═══ Records provided ═══

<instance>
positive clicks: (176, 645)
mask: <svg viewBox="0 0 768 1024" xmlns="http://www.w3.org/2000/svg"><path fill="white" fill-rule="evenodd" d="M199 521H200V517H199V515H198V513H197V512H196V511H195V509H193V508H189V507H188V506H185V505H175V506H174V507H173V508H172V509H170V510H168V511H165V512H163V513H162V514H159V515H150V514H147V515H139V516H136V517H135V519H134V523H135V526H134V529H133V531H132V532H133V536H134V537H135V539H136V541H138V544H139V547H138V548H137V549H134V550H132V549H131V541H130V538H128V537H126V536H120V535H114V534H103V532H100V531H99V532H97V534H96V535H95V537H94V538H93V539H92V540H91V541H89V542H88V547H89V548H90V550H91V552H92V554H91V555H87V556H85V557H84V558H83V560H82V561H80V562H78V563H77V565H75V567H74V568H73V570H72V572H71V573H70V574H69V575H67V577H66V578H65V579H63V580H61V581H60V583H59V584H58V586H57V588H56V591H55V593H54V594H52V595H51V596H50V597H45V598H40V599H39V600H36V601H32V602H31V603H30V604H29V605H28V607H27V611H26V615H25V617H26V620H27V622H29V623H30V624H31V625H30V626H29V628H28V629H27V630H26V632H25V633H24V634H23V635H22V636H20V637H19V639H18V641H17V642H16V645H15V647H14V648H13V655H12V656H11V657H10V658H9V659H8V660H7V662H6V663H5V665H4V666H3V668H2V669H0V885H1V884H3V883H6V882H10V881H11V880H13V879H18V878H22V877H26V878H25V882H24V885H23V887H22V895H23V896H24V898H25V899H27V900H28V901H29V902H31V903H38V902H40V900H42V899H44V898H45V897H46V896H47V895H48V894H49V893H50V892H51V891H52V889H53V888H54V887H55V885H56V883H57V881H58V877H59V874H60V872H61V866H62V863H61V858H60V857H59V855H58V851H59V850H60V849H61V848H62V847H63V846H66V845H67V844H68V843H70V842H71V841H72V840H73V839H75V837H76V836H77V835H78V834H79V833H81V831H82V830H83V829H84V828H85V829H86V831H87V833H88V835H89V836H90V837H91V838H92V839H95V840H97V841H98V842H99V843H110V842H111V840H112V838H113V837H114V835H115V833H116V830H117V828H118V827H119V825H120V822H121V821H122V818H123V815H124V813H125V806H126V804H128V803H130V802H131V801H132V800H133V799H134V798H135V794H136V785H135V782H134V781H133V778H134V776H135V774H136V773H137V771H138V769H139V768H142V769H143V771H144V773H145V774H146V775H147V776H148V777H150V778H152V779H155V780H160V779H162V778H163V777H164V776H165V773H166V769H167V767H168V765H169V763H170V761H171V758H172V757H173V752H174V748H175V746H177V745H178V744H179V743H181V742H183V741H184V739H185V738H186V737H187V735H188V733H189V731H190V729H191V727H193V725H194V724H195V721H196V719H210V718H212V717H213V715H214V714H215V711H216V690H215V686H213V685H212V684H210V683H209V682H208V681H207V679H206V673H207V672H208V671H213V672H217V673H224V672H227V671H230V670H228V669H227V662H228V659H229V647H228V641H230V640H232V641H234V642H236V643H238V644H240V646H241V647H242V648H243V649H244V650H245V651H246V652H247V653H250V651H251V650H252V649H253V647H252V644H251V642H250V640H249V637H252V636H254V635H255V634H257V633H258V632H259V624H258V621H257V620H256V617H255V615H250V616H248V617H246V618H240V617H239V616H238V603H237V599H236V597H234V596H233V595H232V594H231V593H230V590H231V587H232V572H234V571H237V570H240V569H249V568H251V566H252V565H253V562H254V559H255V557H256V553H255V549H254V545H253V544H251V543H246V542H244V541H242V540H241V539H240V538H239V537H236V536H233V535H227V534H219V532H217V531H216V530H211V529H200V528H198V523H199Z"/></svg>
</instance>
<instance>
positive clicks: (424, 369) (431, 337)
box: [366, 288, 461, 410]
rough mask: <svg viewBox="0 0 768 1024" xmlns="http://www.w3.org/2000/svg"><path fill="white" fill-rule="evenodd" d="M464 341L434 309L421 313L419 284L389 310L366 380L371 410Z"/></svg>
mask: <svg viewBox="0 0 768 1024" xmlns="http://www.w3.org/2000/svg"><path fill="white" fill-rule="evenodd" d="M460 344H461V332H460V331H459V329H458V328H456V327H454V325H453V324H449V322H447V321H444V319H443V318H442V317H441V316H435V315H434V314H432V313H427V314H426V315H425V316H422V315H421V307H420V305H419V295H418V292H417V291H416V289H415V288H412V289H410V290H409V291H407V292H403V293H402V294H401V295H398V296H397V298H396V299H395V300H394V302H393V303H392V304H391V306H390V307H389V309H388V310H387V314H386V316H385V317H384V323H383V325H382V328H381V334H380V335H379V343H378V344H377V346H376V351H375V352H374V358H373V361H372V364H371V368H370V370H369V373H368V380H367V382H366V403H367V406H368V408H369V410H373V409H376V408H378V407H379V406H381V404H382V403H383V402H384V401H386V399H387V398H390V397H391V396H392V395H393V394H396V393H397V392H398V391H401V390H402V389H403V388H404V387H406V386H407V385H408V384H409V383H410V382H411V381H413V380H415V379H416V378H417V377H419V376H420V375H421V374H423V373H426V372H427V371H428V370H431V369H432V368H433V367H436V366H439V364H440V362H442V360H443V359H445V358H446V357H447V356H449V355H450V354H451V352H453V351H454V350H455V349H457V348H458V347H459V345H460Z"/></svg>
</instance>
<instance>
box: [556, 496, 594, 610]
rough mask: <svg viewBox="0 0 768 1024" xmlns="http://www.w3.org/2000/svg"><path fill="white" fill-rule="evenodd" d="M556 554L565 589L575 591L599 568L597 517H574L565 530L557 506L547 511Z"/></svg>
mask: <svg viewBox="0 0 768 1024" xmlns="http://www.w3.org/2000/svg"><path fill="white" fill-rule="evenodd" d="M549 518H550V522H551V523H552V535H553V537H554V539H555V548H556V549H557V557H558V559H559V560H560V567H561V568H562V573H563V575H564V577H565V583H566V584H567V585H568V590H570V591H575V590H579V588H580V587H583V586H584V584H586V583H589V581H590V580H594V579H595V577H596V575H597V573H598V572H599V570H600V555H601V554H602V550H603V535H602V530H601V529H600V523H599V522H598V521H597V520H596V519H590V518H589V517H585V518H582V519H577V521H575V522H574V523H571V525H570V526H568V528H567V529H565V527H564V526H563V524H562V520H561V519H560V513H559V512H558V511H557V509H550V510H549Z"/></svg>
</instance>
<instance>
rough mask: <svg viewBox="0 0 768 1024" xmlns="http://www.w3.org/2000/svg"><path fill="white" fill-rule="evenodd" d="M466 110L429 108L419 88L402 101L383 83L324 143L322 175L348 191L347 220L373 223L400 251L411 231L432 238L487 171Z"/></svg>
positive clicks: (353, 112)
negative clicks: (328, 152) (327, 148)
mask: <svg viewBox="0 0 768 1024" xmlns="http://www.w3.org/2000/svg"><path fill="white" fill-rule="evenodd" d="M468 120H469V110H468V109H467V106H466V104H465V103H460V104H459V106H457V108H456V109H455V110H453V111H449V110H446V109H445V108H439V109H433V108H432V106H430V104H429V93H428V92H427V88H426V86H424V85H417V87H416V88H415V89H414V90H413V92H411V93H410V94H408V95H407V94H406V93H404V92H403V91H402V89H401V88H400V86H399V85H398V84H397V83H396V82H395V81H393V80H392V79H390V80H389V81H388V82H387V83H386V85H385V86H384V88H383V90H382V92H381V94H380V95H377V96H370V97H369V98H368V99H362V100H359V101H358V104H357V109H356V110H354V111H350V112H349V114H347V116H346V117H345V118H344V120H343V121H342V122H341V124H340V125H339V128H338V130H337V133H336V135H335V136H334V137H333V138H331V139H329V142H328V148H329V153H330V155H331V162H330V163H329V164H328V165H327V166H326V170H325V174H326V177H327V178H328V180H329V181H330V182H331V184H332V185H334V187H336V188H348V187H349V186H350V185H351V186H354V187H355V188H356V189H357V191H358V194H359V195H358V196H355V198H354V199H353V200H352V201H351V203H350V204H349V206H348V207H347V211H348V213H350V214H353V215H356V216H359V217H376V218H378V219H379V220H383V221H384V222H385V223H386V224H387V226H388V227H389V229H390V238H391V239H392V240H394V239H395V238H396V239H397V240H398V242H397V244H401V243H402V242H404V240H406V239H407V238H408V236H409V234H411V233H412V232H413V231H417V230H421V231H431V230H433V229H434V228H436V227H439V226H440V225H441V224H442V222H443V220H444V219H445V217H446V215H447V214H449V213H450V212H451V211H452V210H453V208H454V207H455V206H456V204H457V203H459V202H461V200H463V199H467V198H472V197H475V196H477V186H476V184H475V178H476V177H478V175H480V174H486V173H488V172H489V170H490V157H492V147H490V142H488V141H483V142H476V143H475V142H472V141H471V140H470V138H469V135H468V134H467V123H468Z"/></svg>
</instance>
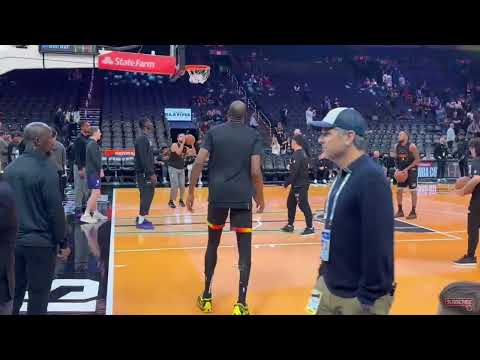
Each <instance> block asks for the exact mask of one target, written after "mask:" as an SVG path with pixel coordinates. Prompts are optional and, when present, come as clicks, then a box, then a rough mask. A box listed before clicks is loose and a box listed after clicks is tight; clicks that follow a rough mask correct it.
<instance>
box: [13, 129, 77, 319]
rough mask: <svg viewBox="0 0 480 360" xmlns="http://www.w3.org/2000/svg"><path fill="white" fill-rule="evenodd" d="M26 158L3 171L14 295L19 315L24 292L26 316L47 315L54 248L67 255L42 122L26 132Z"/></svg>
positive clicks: (23, 295)
mask: <svg viewBox="0 0 480 360" xmlns="http://www.w3.org/2000/svg"><path fill="white" fill-rule="evenodd" d="M25 143H26V148H25V152H24V154H23V155H22V156H21V157H19V158H18V159H17V160H16V161H14V162H13V163H12V164H10V165H9V166H7V168H6V169H5V179H6V180H7V182H8V183H9V184H10V186H11V187H12V189H13V190H14V192H15V201H16V204H17V207H18V218H19V221H20V222H19V230H18V236H17V244H16V247H15V297H14V301H13V314H18V313H19V312H20V308H21V306H22V303H23V299H24V297H25V292H26V290H27V289H28V298H29V299H28V308H27V313H28V314H32V315H33V314H38V315H40V314H45V313H46V312H47V306H48V298H49V295H50V288H51V285H52V281H53V277H54V272H55V262H56V258H57V247H60V249H61V250H60V254H59V256H60V257H62V258H66V257H68V255H69V253H70V249H68V247H67V244H66V243H65V241H64V240H65V213H64V210H63V206H62V199H61V196H60V192H59V191H58V174H57V171H56V169H55V167H54V165H53V164H52V162H51V160H50V159H49V158H48V154H49V153H50V151H51V150H52V148H53V145H54V142H53V137H52V131H51V129H50V127H48V125H46V124H44V123H39V122H35V123H31V124H29V125H27V127H26V128H25Z"/></svg>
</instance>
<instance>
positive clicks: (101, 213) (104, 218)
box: [93, 210, 108, 220]
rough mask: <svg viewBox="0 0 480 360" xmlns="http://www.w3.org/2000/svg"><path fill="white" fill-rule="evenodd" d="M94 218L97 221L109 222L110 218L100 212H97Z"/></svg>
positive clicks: (97, 211) (98, 211)
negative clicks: (101, 220)
mask: <svg viewBox="0 0 480 360" xmlns="http://www.w3.org/2000/svg"><path fill="white" fill-rule="evenodd" d="M93 218H94V219H97V220H108V217H107V216H105V215H103V214H102V213H101V212H99V211H98V210H95V212H94V213H93Z"/></svg>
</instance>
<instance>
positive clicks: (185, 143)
mask: <svg viewBox="0 0 480 360" xmlns="http://www.w3.org/2000/svg"><path fill="white" fill-rule="evenodd" d="M185 144H187V145H194V144H195V136H193V135H192V134H187V135H185Z"/></svg>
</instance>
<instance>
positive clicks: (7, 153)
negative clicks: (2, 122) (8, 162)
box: [0, 128, 8, 173]
mask: <svg viewBox="0 0 480 360" xmlns="http://www.w3.org/2000/svg"><path fill="white" fill-rule="evenodd" d="M7 164H8V142H7V141H6V140H5V132H4V131H3V130H2V129H1V128H0V173H2V171H3V169H5V167H6V166H7Z"/></svg>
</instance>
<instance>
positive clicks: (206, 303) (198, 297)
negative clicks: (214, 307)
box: [197, 296, 213, 313]
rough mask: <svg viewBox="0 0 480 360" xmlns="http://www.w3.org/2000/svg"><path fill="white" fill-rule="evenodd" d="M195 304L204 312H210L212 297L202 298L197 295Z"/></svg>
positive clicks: (200, 296) (208, 312)
mask: <svg viewBox="0 0 480 360" xmlns="http://www.w3.org/2000/svg"><path fill="white" fill-rule="evenodd" d="M197 306H198V308H199V309H200V310H201V311H202V312H204V313H210V312H212V311H213V303H212V298H203V297H201V296H199V297H198V298H197Z"/></svg>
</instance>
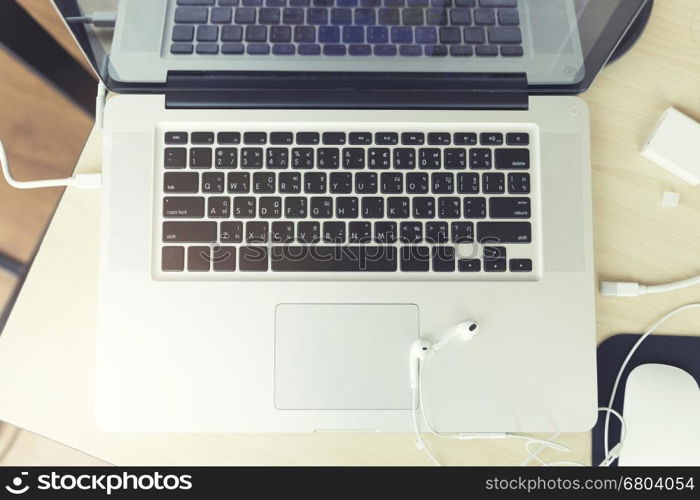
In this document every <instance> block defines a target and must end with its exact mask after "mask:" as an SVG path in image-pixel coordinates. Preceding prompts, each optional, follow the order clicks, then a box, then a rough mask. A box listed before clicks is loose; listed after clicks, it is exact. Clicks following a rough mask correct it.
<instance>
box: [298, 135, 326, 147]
mask: <svg viewBox="0 0 700 500" xmlns="http://www.w3.org/2000/svg"><path fill="white" fill-rule="evenodd" d="M319 142H320V138H319V135H318V132H297V144H301V145H306V144H310V145H316V144H318V143H319Z"/></svg>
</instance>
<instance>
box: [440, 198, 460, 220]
mask: <svg viewBox="0 0 700 500" xmlns="http://www.w3.org/2000/svg"><path fill="white" fill-rule="evenodd" d="M461 205H462V200H460V199H459V198H457V197H456V196H448V197H441V198H439V199H438V218H440V219H459V217H460V216H461V214H462V210H461V208H462V207H461Z"/></svg>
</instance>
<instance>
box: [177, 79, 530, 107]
mask: <svg viewBox="0 0 700 500" xmlns="http://www.w3.org/2000/svg"><path fill="white" fill-rule="evenodd" d="M167 88H168V90H167V91H166V97H165V99H166V100H165V102H166V107H167V108H169V109H267V108H269V109H273V108H274V109H286V108H290V109H493V110H506V109H509V110H512V109H518V110H521V109H527V108H528V86H527V77H526V76H525V74H497V75H493V74H490V75H487V74H454V73H449V74H447V73H446V74H440V73H392V74H389V75H387V74H379V73H322V72H316V73H283V72H281V73H273V74H270V73H269V72H266V73H259V72H237V73H235V74H221V73H206V72H173V73H170V74H169V75H168V85H167Z"/></svg>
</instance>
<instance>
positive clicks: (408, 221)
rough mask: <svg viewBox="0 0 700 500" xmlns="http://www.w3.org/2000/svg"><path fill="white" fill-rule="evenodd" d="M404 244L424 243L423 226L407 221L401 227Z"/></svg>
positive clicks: (416, 222) (417, 222) (399, 228)
mask: <svg viewBox="0 0 700 500" xmlns="http://www.w3.org/2000/svg"><path fill="white" fill-rule="evenodd" d="M399 230H400V232H401V242H402V243H420V242H422V241H423V224H422V223H420V222H413V221H406V222H402V223H401V225H400V226H399Z"/></svg>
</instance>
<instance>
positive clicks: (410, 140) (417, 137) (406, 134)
mask: <svg viewBox="0 0 700 500" xmlns="http://www.w3.org/2000/svg"><path fill="white" fill-rule="evenodd" d="M424 143H425V134H424V133H423V132H404V133H403V134H401V144H403V145H404V146H420V145H422V144H424Z"/></svg>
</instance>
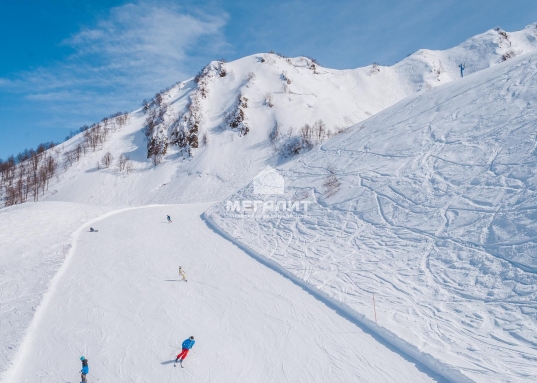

═══

## Task item
Beginning with the line holding "positive clicks: (410, 140)", copy each line exactly through the end of the records above, and leave every picture out.

## Answer area
positive clicks: (410, 140) (417, 137) (406, 134)
mask: <svg viewBox="0 0 700 500" xmlns="http://www.w3.org/2000/svg"><path fill="white" fill-rule="evenodd" d="M424 143H425V134H424V133H423V132H404V133H403V134H401V144H403V145H404V146H420V145H422V144H424Z"/></svg>
</instance>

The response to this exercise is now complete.